Among the entries below, find the lines with the word "blurred" and return them.

RECORDS SUPPLIED
####################
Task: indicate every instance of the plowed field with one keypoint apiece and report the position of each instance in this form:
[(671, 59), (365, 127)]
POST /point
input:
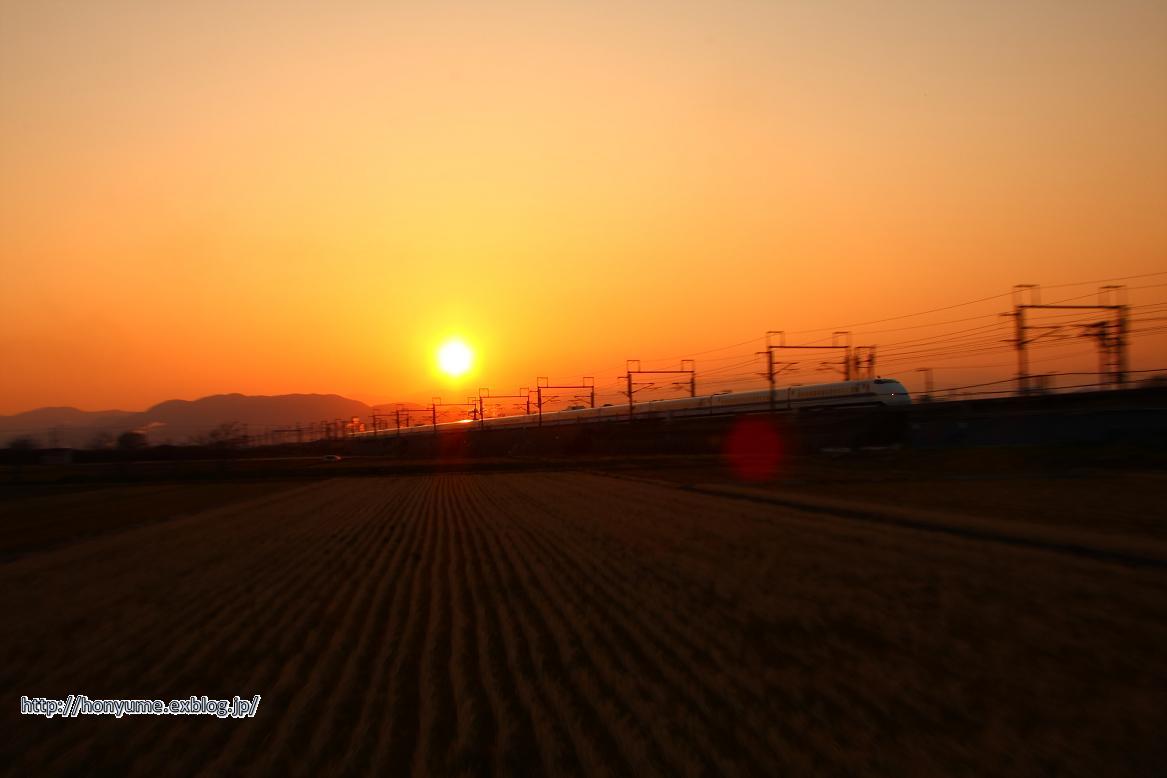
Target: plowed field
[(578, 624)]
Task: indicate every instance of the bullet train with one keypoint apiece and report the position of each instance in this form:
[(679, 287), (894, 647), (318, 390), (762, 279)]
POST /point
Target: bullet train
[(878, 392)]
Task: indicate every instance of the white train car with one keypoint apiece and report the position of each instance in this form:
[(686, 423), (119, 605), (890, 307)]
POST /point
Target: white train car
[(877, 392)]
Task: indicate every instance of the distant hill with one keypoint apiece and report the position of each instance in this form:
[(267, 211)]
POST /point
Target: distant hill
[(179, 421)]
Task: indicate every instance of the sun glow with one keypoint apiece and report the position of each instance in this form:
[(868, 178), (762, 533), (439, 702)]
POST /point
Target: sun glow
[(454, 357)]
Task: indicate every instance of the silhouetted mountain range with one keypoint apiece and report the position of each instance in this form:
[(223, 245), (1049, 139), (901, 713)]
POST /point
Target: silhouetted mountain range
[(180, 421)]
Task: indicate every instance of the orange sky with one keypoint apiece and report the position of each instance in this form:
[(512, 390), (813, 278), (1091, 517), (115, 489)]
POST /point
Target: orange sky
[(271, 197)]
####################
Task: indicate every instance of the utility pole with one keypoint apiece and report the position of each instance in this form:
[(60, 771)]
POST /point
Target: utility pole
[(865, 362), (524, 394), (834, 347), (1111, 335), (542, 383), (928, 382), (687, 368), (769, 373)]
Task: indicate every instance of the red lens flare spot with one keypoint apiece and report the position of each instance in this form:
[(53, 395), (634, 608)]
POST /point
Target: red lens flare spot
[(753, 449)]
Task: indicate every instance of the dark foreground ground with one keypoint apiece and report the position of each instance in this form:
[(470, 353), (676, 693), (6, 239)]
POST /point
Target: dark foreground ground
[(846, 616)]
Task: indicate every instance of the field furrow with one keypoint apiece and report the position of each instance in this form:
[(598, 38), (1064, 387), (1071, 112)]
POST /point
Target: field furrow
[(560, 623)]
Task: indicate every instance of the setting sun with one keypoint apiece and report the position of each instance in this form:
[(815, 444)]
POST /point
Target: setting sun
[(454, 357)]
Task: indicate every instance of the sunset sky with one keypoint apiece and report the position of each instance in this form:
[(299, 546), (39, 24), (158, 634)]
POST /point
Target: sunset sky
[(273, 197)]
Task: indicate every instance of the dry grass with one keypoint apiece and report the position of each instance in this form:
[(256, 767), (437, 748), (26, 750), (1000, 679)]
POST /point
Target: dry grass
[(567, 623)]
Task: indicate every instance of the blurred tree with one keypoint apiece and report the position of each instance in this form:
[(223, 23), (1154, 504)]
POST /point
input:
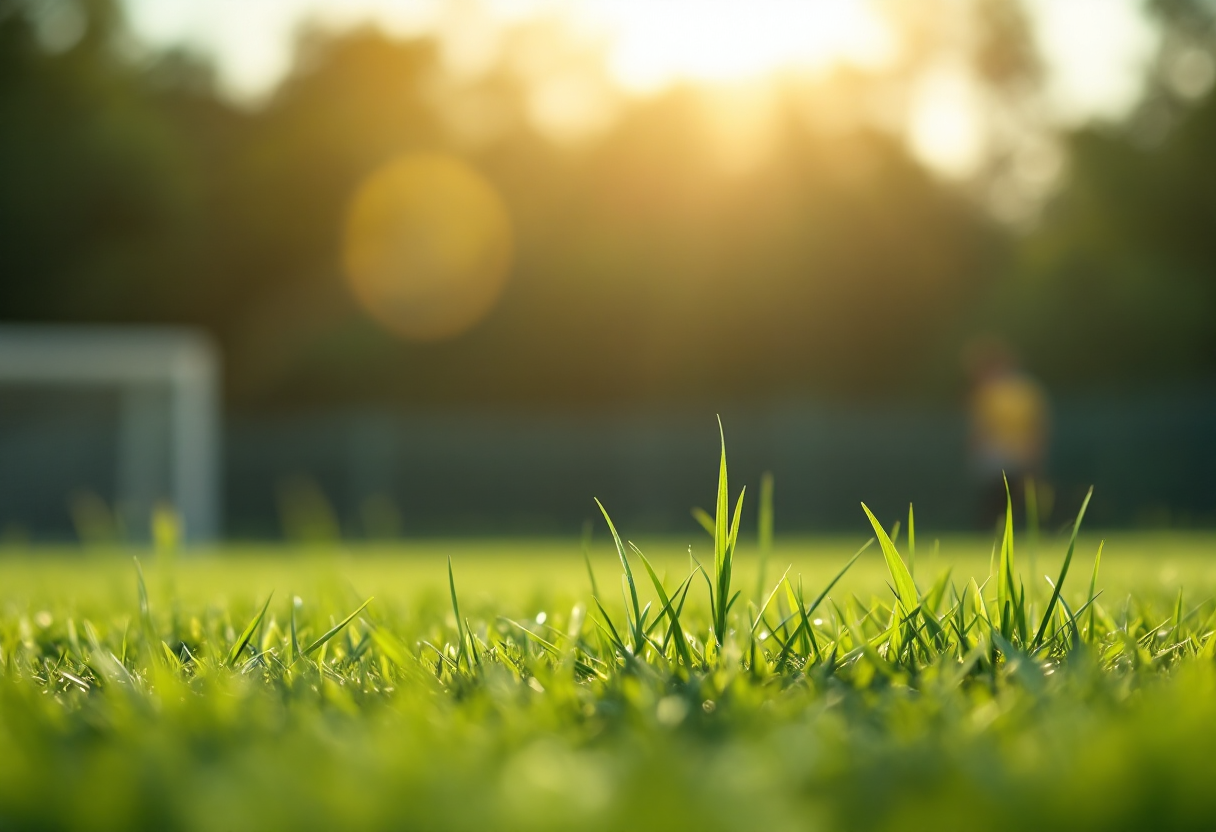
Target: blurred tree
####################
YOUR RESPONSE
Task: indicate every instance of the blurred tree with one keypoint apiece and report the position of each instance in this form:
Target: blurred tree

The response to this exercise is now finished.